• Exercise directions
What you return should match the data below exactly, with no pictures in it.
-=-=-=-=-
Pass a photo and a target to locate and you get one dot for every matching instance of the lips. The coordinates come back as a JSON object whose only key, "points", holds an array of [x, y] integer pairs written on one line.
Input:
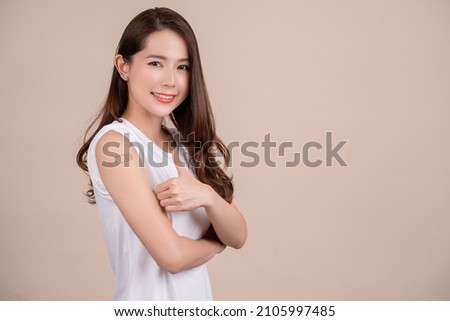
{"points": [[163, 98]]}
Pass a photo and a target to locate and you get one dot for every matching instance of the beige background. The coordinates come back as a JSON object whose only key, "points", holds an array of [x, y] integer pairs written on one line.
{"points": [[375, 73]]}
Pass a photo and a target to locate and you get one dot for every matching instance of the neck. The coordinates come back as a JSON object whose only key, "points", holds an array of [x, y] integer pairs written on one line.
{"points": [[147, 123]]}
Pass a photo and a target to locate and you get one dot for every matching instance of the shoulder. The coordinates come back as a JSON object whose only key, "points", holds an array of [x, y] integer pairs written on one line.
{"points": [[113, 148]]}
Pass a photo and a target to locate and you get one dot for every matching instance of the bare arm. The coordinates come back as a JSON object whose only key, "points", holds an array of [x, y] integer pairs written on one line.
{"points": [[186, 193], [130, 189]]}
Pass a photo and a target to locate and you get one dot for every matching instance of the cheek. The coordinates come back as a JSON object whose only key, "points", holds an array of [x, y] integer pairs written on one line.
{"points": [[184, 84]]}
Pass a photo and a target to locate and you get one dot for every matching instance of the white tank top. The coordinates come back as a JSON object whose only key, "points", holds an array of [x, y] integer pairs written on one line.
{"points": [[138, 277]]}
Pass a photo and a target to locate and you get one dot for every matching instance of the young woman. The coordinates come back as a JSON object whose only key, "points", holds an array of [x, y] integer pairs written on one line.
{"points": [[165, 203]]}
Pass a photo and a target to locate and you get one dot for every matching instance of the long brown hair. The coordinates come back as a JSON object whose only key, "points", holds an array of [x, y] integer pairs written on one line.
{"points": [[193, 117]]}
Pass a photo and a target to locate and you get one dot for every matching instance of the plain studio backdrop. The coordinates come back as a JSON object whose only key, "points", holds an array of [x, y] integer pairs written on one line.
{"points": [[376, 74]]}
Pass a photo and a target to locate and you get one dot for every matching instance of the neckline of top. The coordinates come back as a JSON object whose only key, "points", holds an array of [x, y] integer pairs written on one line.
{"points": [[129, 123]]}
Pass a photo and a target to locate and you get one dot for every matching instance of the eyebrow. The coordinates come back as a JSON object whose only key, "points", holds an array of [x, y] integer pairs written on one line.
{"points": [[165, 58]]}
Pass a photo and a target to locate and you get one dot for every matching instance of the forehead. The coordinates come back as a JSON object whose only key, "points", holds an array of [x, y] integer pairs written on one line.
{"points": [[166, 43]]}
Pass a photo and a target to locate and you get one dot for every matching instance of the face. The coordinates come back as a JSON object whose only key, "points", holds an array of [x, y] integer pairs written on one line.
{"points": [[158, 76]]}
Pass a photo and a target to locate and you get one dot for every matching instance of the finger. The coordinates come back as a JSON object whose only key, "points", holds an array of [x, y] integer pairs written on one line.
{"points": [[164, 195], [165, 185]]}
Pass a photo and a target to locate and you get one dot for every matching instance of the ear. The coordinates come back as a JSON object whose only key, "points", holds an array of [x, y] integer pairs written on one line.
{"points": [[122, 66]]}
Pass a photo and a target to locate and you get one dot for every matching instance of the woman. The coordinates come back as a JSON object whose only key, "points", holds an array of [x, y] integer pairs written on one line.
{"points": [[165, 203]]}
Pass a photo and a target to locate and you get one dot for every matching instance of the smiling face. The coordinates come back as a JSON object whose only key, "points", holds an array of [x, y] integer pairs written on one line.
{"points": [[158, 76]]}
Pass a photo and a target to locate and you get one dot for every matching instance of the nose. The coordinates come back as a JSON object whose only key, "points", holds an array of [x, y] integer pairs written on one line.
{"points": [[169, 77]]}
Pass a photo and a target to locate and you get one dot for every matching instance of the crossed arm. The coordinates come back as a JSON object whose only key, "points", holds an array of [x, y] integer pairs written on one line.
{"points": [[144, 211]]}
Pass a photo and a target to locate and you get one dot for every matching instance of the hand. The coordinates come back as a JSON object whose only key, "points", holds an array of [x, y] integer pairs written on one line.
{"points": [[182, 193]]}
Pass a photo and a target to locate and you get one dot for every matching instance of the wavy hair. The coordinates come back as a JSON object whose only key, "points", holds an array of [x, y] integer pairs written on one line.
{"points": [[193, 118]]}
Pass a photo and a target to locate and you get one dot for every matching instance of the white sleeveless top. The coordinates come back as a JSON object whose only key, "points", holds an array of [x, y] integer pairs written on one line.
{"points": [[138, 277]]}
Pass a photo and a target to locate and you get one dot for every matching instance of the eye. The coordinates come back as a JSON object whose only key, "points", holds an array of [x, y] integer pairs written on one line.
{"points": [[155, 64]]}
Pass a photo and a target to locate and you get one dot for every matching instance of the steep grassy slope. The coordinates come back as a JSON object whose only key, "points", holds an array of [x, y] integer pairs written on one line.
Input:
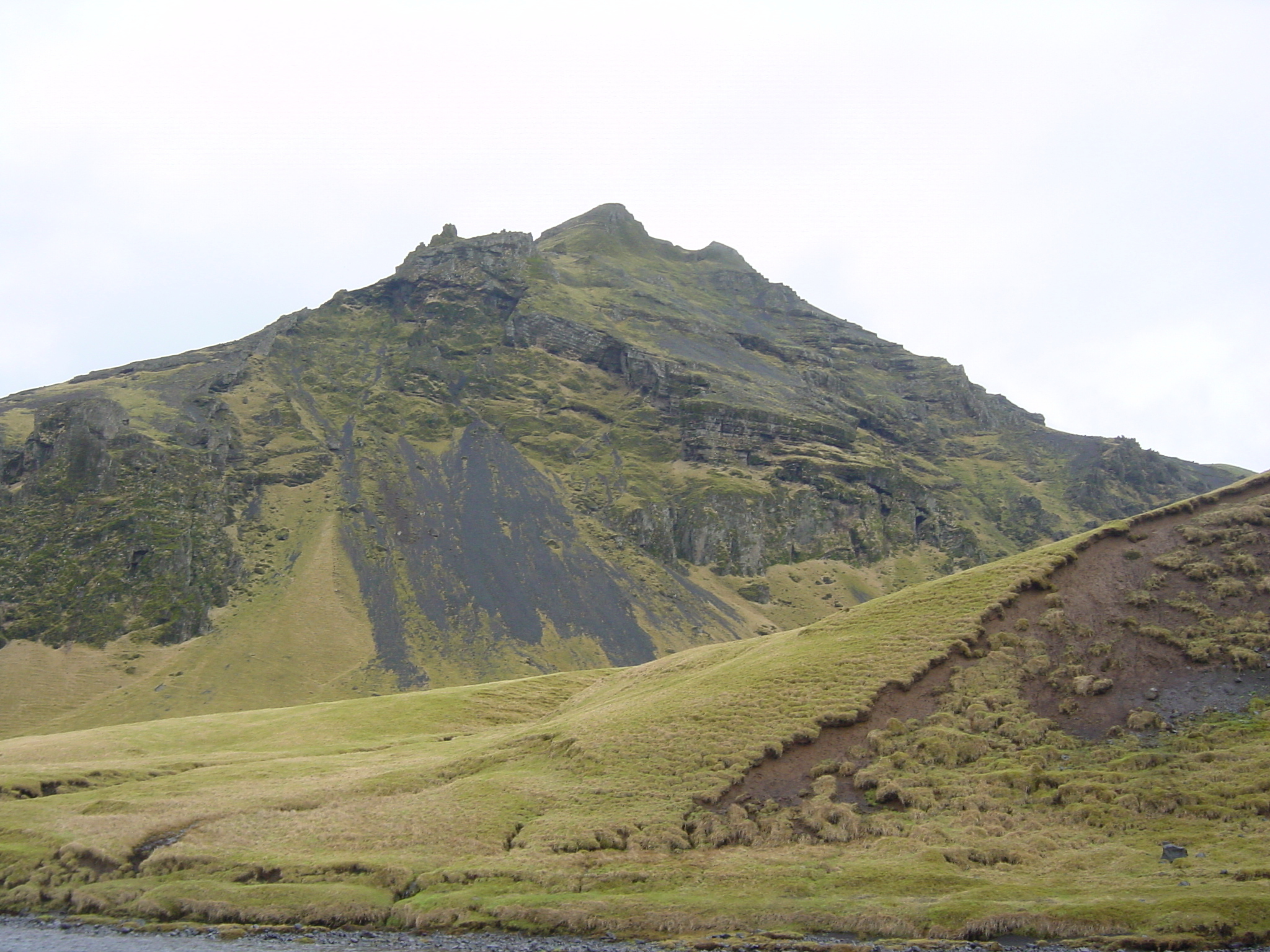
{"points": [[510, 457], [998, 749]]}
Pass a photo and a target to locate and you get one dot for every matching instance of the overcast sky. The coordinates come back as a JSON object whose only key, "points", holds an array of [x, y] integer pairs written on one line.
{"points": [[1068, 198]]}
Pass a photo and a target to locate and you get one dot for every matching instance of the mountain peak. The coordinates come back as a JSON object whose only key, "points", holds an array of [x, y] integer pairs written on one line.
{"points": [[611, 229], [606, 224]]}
-=-=-=-=-
• Response to the task
Pass a photo and a target to locate and you get one dot for every matching instance of the lips. The coordinates come back as a JSON object whose only key, "points", holds an array of [x, y] integer pairs written on one line.
Input:
{"points": [[163, 98]]}
Pass a photo and a target to locate and you get one dot for every matching instance of the beige background. The coordinates come back as a JSON object whose only key, "points", holds an array of [x, y] integer pairs written on one line.
{"points": [[375, 73]]}
Pass a photo and a target to locate and you get one dot for every matching instance of the neck. The coordinates come back as a JSON object whose only key, "points", holds an array of [x, y] integer pairs written on one line.
{"points": [[147, 123]]}
Pass a photo and a target to locate and you get one dot for every matching instance of the shoulder. The coordinates come back as a JSON object whose only key, "points", holds an array of [x, y] integer pairs written on one line.
{"points": [[113, 148]]}
Pass a photo and a target to locate and you get one dot for every matching instance of the bare arm. The coordinates come back as a JSON object whose only key, "points", holds an array of [x, y] integer pairs written on one line.
{"points": [[186, 193], [130, 189]]}
Pass a photo and a target to locate and you get one dot for every matching instance of the cheek. The coordinates come back as a JSON object whose only key, "points", holds an array of [x, y] integer pairs written on one line.
{"points": [[184, 84]]}
Pass a photo and a target to locate and you get one dot for every matching instance of the white tank top. The coordinates come back as a JSON object whose only key, "points", holds an array of [x, y] integer pairs written on one line.
{"points": [[138, 277]]}
Pass a photo and a target to locate and you get one dot for every matching instance of the young woman. The coordinates come back as a JSON object whose only key, "points", holds an array of [x, y] integer pairs written on one line.
{"points": [[165, 203]]}
Pass a photo and a target to locate and you get one dot for every matching instance of the long brown hair. The coordinates come back as a JSON object whose only key, "points", holds an array of [x, y] integer pairs written on one line.
{"points": [[193, 117]]}
Pass a photo and a target to locate and you get one dot for every matching instance of the plain studio backdrop. The coordinates come back as a JSON object whose only key, "points", holds an array of [x, y] integer pairs written on one line.
{"points": [[376, 74]]}
Pass a photo and a target to locate and you get one dot for every matching instance of the neckline of top. The coordinates come back as a JSON object whose only key, "points", holds an array of [x, y] integer pairs written on one line.
{"points": [[129, 123]]}
Pass a photo and a target to locate and you get one dot for every matching instance of the eyebrow. The coordinates come back as a JSON object whose only key, "points", holds an array of [x, y] integer pairs written on one line.
{"points": [[165, 58]]}
Pass a photo and a target to locate and you get one dot for every matching instance of the forehead. The coordinates come back as a JSON object whose only key, "points", holds an array of [x, y] integer pairs written on one line.
{"points": [[166, 43]]}
Pass a photo and a target to locate and you get one dot for every matching instance of the face. The coordinates come back as a JSON object whose only key, "points", holds an array of [x, y] integer pairs written on one line.
{"points": [[158, 76]]}
Pass a photo and a target to locate and you get one dot for every matching instance of the finger. The coordinates come back as a JSON object whose only key, "points", holds an array of [x, y] integer pairs written on one line.
{"points": [[164, 195], [165, 185]]}
Pass a photo and a target to locate and you get one dot for every matching instance of the ear. The coordinates come back as a JSON object whose only key, "points", holds an array of [x, y] integer pairs written on one line.
{"points": [[122, 66]]}
Pass a photo and a target to locate and you get one dot for every matching instance of the woman. The coordinates come back as a JSON object whose only key, "points", holds an array of [x, y] integer pairs written on one line.
{"points": [[165, 203]]}
Pass a photo and a target to locate and you get one dot for every matching instance of the smiling face. The coordinates come back as a JSON object whose only key, "points", holds an array of [x, y] integer pairs written on one line.
{"points": [[158, 76]]}
Pass a photo and a target to locate and you get one dot for every matching instance of the nose. The coordinates come back as a JSON object whose only key, "points", holds an array of [x, y] integer pairs written on one line.
{"points": [[169, 77]]}
Pass a photo and a target to locate and you get one dot for every matching instance of the crossed arm. The coordinates come back as a JSON object whose only key, "points", holds an array of [x, y] integer pairs written on one line.
{"points": [[144, 211]]}
Pass a photo and a target to locate and you get one dot for every matching instance of the hand. The coordinates come back as a JSON object whose only key, "points", holds an array of [x, y] integer pairs written on one line.
{"points": [[182, 193]]}
Pass a photo and a target to locate and you get one dot for every matching instance of the wavy hair. The coordinates come back as a JSON object whose only key, "points", holds an array of [x, y] integer pairs written on one line.
{"points": [[193, 118]]}
Pass a photo and a target to locate and you get one dot for every matching instance of the white sleeveless top. The coordinates come back as a JSON object whose only key, "points", holds an array of [x, y] integer pairs written on one line.
{"points": [[138, 277]]}
Pass a photo and a target to locate and you get one dot for every matching instance of the eye. The coordinates come back as a JSON object whose only key, "points", holds an array of [x, y] integer pairs written on one line.
{"points": [[155, 64]]}
Pass a photo and a target to locate and you get one dot for every matching instance of the steep grassy slope. The coordinates come back as a JSON object whose only key, "points", holds an array of [x, y] integer pairs written on one line.
Input:
{"points": [[510, 457], [998, 749]]}
Pass a photo and a target to locate and you get one dot for every matching instance of the overcast sky. The coordinates come back as a JSON object whose only key, "points", holds an array of [x, y] integer pairs written on one line.
{"points": [[1068, 198]]}
Pass a photo and a target to locate and you get one dot for every matching instance of the mountain peak. The coordinates come back as a JSON object whose only key, "points", holds an array of [x, y] integer pairs written on one line.
{"points": [[611, 229], [606, 224]]}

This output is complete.